• _Aim of the exercise_
Determine how many lines of the records include "queried", and answer with the number alone.

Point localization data
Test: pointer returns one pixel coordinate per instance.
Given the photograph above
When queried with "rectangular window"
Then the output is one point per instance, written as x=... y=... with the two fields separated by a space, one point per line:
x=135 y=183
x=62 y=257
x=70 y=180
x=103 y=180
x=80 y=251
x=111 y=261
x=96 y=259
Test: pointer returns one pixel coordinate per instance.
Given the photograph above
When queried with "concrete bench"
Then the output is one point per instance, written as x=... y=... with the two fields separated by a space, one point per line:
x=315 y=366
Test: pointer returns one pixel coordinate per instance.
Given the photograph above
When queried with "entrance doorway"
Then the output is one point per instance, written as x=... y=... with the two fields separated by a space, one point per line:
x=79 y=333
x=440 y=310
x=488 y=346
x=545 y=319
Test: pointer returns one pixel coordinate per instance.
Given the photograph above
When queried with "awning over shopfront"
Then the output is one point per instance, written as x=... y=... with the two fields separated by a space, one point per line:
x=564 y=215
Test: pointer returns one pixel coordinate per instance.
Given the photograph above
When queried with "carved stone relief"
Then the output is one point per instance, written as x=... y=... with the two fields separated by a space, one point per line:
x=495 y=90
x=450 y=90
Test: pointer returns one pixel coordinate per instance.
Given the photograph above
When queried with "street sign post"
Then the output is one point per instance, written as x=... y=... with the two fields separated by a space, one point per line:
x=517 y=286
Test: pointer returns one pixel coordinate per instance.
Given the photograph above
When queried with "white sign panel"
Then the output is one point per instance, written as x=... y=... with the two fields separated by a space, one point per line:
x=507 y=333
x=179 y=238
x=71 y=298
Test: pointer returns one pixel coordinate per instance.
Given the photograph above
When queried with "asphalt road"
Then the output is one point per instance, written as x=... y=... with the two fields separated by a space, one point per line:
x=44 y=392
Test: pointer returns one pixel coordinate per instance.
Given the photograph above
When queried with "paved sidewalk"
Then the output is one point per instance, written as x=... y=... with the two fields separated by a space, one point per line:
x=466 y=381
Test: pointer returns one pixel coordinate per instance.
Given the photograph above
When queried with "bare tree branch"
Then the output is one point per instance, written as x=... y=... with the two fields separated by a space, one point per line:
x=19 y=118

• _Exercise output_
10